[Required task] Rewrite the items below, putting "I need to locate" wherever "I'm trying to find" appears and leaving everything else untouched.

((

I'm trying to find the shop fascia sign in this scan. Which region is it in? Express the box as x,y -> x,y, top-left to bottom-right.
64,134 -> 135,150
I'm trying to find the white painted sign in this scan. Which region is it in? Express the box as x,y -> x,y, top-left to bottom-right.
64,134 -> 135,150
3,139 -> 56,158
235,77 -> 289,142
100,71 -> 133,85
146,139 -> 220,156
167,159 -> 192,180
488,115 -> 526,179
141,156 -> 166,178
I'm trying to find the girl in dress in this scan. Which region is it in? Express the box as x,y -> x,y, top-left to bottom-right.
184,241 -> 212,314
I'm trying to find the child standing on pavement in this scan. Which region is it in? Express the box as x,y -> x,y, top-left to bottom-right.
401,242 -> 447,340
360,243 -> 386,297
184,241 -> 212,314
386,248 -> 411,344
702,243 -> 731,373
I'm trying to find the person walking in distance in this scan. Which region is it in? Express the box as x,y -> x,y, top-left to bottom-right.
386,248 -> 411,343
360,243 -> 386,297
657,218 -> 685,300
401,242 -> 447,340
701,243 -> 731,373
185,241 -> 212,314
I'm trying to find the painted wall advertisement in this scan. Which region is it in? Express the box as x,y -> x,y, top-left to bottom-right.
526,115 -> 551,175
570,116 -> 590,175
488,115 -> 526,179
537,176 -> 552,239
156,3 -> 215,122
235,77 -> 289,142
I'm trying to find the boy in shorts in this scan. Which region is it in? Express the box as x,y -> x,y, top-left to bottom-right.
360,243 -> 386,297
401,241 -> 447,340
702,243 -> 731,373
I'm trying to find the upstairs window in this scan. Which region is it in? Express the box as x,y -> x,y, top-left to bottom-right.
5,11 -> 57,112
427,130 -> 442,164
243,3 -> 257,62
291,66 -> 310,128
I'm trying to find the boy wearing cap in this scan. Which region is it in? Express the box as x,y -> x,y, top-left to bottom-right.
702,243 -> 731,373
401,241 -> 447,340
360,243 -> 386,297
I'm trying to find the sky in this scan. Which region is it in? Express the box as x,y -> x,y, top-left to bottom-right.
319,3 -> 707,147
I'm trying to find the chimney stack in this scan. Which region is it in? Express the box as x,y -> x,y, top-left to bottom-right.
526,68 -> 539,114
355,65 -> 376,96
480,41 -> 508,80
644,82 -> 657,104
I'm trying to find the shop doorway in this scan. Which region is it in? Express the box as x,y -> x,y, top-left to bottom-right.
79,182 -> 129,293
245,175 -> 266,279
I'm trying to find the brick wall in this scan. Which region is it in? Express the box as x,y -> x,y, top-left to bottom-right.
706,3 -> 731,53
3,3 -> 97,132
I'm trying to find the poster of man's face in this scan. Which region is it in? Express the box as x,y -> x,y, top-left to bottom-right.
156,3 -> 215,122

))

[Exercise solution]
I need to locate the shop fascia sign in this scan. Which region is it in? Express the box as x,y -> x,y, top-left to bottom-right.
64,134 -> 135,150
I need to locate the white painted sign in this scan. Which region is it in? Express the box as x,y -> x,y, top-left to bottom-right.
64,134 -> 135,150
3,139 -> 56,158
235,77 -> 289,142
100,71 -> 133,85
146,139 -> 220,156
167,159 -> 192,180
488,115 -> 526,179
141,156 -> 166,178
I need to locate the girl in dress in this scan. Which region is it in? Express the box as x,y -> x,y, top-left to bottom-right.
184,241 -> 212,314
I need to locate the child standing on pavement in this scan. Which region is it in? Express the box as x,y -> x,y, top-left to bottom-right.
401,242 -> 447,340
360,243 -> 386,297
184,241 -> 212,314
386,248 -> 411,344
702,243 -> 731,373
I need to locate the person walking in distance in this scan. Which region is it in? Express the box as x,y -> x,y, top-left to bottom-right.
386,248 -> 411,343
360,243 -> 386,297
657,218 -> 685,300
401,242 -> 447,340
701,243 -> 731,373
185,241 -> 212,314
I need to locate the painted wall advertisement in this scan. Which region is it in? Express the box as x,y -> x,y, top-left to bottom-right.
526,115 -> 551,175
570,116 -> 590,175
488,115 -> 526,179
537,176 -> 552,239
156,3 -> 215,122
235,77 -> 289,142
I need to locate the boy in shorts in this scan. Which region is it in? Express the box as x,y -> x,y, top-left to bottom-right.
360,243 -> 386,297
401,241 -> 447,340
702,243 -> 731,373
I need to locate the upstairs window in this scan. Which region is it in? Express the box as x,y -> x,y, top-left to bottom-right.
5,11 -> 57,112
427,130 -> 442,164
243,3 -> 257,62
291,66 -> 310,128
I need to locate the boy wearing cap in this scan. Which region is it in? Express the box as x,y -> x,y, top-left to bottom-right.
702,243 -> 731,373
401,241 -> 447,340
360,243 -> 386,297
I need to locate the sky in this scan. Which region is it in? Express the box as x,y -> x,y, top-left to bottom-right.
319,3 -> 707,147
I need to locate the chimney stack in this scan. Which region is it in? Express the box as x,y -> x,y, top-left to bottom-right.
526,68 -> 539,114
355,65 -> 376,96
480,41 -> 508,80
644,82 -> 657,104
I need to locate the shop doorway in this scan. Which region is it in? Express the box as x,y -> x,y, top-left to bottom-right.
79,182 -> 129,293
245,175 -> 266,279
I need to locate the brick wall in this scan. Which region is it in? Express the box as x,y -> x,y, top-left to bottom-right.
706,3 -> 731,53
3,3 -> 97,132
I need to locate the poster of man's face in this scan. Which region is it in? Express the box as x,y -> x,y, top-left to bottom-right.
156,3 -> 215,122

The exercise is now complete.